* _Brief_
Type out every line of the records below word for word, leaving out the pictures.
--- Start of Task data ---
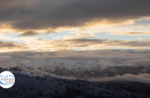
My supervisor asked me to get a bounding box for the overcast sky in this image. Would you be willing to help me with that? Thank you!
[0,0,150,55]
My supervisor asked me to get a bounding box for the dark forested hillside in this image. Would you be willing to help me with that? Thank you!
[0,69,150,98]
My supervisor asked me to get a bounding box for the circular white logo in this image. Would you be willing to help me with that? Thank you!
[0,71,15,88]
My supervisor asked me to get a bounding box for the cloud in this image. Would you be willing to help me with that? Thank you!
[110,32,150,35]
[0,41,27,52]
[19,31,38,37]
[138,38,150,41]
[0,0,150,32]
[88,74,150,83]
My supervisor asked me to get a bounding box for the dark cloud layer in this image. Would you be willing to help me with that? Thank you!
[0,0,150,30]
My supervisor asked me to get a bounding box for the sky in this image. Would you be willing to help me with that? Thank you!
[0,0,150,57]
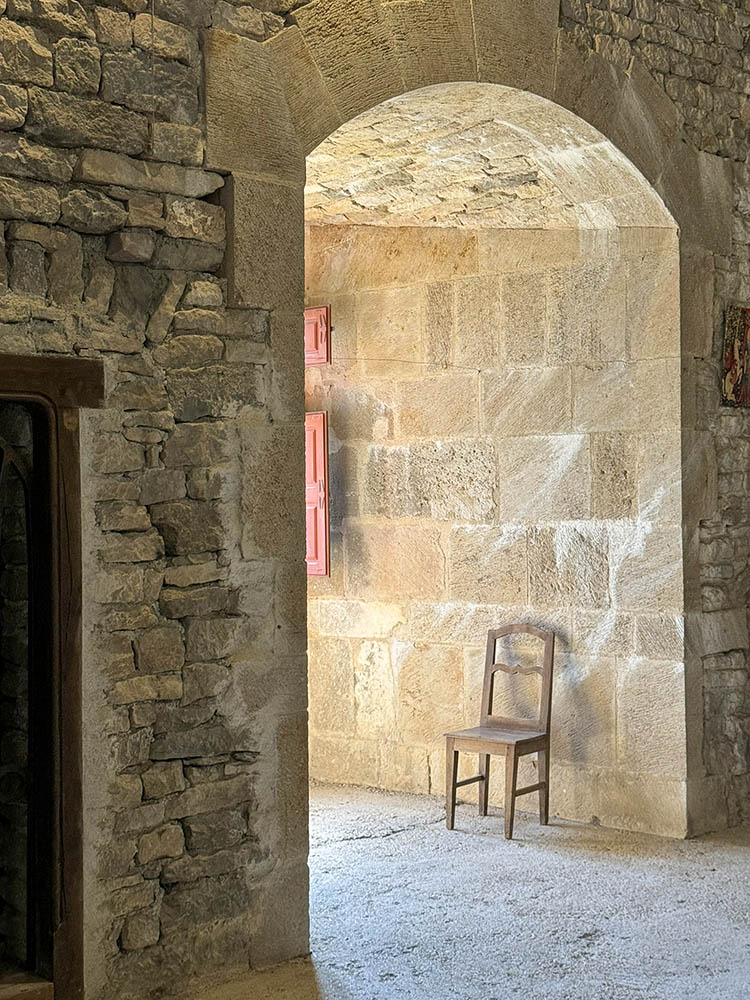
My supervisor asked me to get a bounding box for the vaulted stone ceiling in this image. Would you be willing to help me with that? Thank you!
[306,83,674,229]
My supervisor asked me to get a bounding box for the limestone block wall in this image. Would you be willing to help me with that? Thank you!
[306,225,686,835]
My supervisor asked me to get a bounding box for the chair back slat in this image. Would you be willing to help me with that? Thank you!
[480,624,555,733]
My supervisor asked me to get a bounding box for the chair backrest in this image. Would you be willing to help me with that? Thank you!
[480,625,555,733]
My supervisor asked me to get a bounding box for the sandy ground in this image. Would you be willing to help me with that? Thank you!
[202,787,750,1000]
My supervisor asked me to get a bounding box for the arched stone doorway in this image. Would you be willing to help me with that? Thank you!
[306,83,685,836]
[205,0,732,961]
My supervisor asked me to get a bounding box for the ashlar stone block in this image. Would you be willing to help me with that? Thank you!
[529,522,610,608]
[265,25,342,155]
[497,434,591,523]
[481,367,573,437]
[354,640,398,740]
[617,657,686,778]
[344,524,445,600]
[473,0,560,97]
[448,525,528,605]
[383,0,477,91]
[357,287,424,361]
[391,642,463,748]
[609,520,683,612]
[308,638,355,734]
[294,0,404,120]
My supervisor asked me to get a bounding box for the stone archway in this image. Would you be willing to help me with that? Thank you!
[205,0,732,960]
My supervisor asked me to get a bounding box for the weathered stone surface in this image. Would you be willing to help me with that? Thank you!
--- End of Task data ---
* _Output_
My supervisor asked me to get a bounding box for the overcast sky in this image. Would you be willing to help me with that? Thank you!
[0,0,150,55]
My supervisor asked me to get a bounding box for the dark forested hillside in this image. Would you be willing to help me with that? Thank you!
[0,69,150,98]
My supervisor asked me to get a bounding box for the circular white logo in this image. Would you be willing to help me with that? Thank you!
[0,71,15,88]
My supervisor asked me to get a bounding box for the cloud in this image. Would you be willing to help me with that? Thank you!
[110,32,150,35]
[0,41,27,52]
[19,31,38,37]
[138,38,150,41]
[0,0,150,32]
[88,74,150,83]
My supervisor asked me to get a bounding box for the dark cloud layer in this image. Would you be willing to help me with that? Thank you!
[0,0,150,30]
My supervisor asked me to get a bounding box for the sky in this image. Would you be willing to help me with that? Thank you!
[0,0,150,57]
My supervisor asked me to get a bounding box for the vaulted stone ceiling in this image. Would you be willing to help me with that? Thank you!
[306,83,674,229]
My supervisor asked me to get a bounding box for the limestone block wall in this image. Would you be willing to help me with that? Thank you!
[306,225,686,835]
My supervisor asked me to get a bounding box for the chair back slat in this image. Would you be willing to help me with that? Thank you!
[480,624,555,733]
My supervisor asked me to get a bounding box for the chair backrest in this image. Would you be willing to help me with that? Thank you!
[480,625,555,733]
My supervisor asked me to get a bounding box for the sandy ground in this image. Would you be willing to help me with that? Thank you!
[202,787,750,1000]
My supervisor asked me to get a bounding box for the arched stone doorway in this image. Would you be willing to help me with that? Thank you!
[306,83,685,836]
[205,0,732,961]
My supervisor asked me to get a bounding box for the ashlar stone block in this image. Would you be willing to help me with that? Thank you!
[529,522,610,608]
[265,25,342,155]
[497,434,591,523]
[481,367,573,437]
[354,640,398,740]
[617,657,686,778]
[344,524,445,600]
[473,0,560,97]
[448,525,528,605]
[383,0,477,91]
[357,287,424,361]
[391,642,463,748]
[609,520,683,612]
[308,638,355,734]
[294,0,404,120]
My supervisor asked me to get a bounding box for the stone archway in this image. Would you be willing to help me with that? Thank you!
[205,0,732,960]
My supervisor asked me to get a bounding box for the weathered stone surface in this image. Would you be willing to help me with that? Thank you!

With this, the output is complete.